*** TEXT BLOCK ***

One direction. That seems to describe my daily scale results. Up. The scale is reflecting my eating behavior. I am nibbling my way up. I can fight this, I really can! I like the feeling of an empty, growly tummy. I like not feeling sick all the time. The Medifast meals don't get my gallbladder going--it's all the other stuff I've been stuffing myself with.
I deserve better. The chapter in Life is Hard, Food is Easy that I'm working on is all about identifying needs. Not an easy chapter. It's hard to sit down and write "I need this" because 1) I feel ungrateful and 2) seeing what I need makes me feel sad. I don't like to feel sad, so I eat.
One thing I need is to put an end to self sabatoge with my diet. So this morning I 'purged' my kitchen before leaving for work.
Bread? In the freezer for my sister to eat when she comes to tend me after the gallbladder surgery. Peanut butter? On the table to be given to my neighbor for her 2 year old.
Butterscotch and chocolate chips? In the freezer because I can't bear to throw them out!
Potato cheese soup? Ready to take to my other neighbor tonight.

*** End of TEXT BLOCK ***
*** DATA EXCERPTS ***

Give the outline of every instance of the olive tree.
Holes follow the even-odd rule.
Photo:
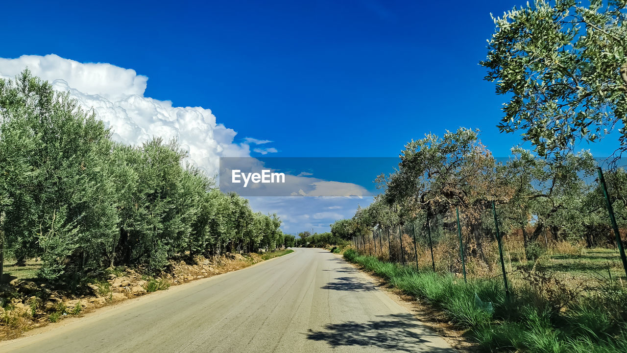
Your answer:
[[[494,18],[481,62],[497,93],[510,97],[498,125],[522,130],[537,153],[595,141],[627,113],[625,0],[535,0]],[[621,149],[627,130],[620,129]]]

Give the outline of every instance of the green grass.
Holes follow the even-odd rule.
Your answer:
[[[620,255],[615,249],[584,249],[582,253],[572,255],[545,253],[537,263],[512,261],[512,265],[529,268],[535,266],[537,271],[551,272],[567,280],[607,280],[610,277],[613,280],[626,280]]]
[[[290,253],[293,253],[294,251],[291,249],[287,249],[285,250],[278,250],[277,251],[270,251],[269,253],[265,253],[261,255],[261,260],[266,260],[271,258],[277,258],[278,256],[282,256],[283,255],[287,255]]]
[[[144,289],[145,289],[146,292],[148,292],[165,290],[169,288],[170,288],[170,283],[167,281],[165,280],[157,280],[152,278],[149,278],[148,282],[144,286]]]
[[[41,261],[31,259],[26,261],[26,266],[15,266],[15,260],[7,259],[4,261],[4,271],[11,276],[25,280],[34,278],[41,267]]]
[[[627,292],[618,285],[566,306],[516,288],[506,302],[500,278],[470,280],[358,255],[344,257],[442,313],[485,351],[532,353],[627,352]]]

*** End of DATA EXCERPTS ***
*** DATA EXCERPTS ***

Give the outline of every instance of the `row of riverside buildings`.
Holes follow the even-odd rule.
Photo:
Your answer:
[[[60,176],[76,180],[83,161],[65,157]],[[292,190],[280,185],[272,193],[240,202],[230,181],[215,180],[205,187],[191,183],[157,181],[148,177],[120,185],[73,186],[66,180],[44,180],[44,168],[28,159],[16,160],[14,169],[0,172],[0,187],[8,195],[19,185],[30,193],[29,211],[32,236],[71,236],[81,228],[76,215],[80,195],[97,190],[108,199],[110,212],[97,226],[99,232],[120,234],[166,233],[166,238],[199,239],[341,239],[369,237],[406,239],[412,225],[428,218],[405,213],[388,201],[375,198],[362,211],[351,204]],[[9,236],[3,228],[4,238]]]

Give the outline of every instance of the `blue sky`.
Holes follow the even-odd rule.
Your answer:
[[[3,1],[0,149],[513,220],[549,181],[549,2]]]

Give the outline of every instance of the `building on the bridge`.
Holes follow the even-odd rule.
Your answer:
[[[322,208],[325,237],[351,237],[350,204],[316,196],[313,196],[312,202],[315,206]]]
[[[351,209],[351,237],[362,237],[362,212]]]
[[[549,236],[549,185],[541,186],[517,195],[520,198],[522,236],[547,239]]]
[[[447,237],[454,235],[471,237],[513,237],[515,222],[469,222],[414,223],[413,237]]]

*** End of DATA EXCERPTS ***
*** DATA EXCERPTS ***

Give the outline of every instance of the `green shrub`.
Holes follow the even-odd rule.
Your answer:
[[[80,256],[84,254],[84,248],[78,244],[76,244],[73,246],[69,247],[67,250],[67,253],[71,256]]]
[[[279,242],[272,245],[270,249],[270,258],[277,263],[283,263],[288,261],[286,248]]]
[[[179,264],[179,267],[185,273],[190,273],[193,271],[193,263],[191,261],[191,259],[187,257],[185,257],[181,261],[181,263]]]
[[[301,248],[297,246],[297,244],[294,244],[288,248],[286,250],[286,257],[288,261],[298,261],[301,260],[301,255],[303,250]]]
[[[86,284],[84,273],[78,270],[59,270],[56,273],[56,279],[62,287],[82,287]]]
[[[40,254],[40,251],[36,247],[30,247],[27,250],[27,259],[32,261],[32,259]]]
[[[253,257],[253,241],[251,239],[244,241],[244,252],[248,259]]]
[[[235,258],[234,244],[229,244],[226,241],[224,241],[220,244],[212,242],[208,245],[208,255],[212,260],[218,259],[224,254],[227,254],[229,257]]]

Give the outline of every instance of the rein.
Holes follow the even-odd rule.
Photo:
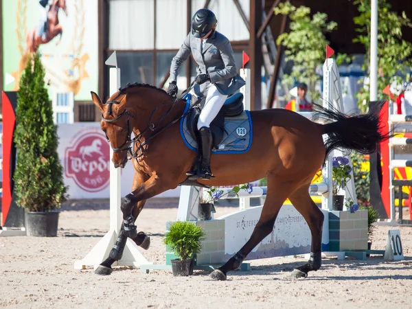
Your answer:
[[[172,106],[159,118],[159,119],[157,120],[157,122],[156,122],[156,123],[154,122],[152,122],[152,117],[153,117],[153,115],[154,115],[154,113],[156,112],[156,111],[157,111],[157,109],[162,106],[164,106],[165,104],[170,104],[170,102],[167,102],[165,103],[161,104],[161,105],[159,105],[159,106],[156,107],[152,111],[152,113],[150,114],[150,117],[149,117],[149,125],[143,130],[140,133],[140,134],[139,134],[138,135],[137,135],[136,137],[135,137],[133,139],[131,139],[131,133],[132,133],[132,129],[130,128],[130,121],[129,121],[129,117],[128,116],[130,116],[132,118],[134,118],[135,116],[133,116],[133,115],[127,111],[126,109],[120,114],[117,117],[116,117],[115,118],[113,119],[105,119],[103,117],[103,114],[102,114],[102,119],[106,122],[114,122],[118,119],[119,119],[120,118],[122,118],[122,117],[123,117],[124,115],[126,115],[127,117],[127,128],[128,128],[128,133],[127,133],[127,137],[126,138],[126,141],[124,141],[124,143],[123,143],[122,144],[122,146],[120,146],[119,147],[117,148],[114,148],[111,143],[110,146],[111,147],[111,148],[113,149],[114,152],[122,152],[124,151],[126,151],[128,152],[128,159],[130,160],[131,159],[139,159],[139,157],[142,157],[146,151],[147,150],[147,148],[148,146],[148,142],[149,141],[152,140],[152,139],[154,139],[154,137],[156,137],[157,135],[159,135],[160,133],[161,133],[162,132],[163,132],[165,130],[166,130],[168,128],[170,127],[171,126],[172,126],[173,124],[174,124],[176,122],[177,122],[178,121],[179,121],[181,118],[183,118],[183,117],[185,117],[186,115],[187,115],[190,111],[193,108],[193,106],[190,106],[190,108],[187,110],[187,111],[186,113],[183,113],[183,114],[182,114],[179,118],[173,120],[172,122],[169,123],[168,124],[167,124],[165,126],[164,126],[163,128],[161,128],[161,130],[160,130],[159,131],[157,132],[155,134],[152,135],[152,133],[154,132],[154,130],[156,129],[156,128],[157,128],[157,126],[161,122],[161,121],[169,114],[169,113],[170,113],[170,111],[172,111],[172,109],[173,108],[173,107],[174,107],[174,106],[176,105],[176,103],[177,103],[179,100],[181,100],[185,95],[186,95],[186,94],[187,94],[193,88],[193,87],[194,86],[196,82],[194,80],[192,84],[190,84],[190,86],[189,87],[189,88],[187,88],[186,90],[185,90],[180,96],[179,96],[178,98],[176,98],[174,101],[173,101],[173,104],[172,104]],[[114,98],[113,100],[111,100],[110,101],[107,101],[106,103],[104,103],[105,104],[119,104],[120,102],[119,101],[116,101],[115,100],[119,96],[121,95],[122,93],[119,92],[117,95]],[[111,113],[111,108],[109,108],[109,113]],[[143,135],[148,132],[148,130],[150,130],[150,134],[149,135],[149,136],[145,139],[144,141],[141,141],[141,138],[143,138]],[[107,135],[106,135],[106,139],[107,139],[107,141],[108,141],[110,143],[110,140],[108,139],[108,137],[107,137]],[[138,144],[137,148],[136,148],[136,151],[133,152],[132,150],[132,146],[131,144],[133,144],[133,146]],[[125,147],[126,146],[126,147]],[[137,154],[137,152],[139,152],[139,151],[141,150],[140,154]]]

*** End of DATA EXCERPTS ***

■ TASKS:
(A) In the diet blog post, what was done with the bread during the kitchen purge?
(B) Carry on the diet blog post from its last line, keeping the writer's voice and the kitchen purge.
The items were taken from a separate source and are unrelated to the diet blog post.

■ ANSWERS TO THE EXERCISE:
(A) It went into the freezer for the writer's sister to eat when she comes to tend the writer after the gallbladder surgery.

(B)
Mozarella and sharp cheese? In the freezer for limited use in Lean and Green recipes.
I need honesty. I tracked my food and weight on Medifast's system for the first time since September 25.
I need (and have) support from my family and friends. Good news: my dieting focus is paying off for my sisters and brother. Loene (my sister who was supposed to be born on Halloween and would have been Hal if she were a boy-true story) called last night. Since the sister party in August, she has lost 35 pounds. My other sister lost 10 (that's all she had to lose). Now our brother, Alan, has lost 5 pounds. I'm so excited for them! I also have amazing friends who applaud my efforts, so I'm covered in this area.
I'm going to write again tonight--evenings seem to be a stumbling block for me right now.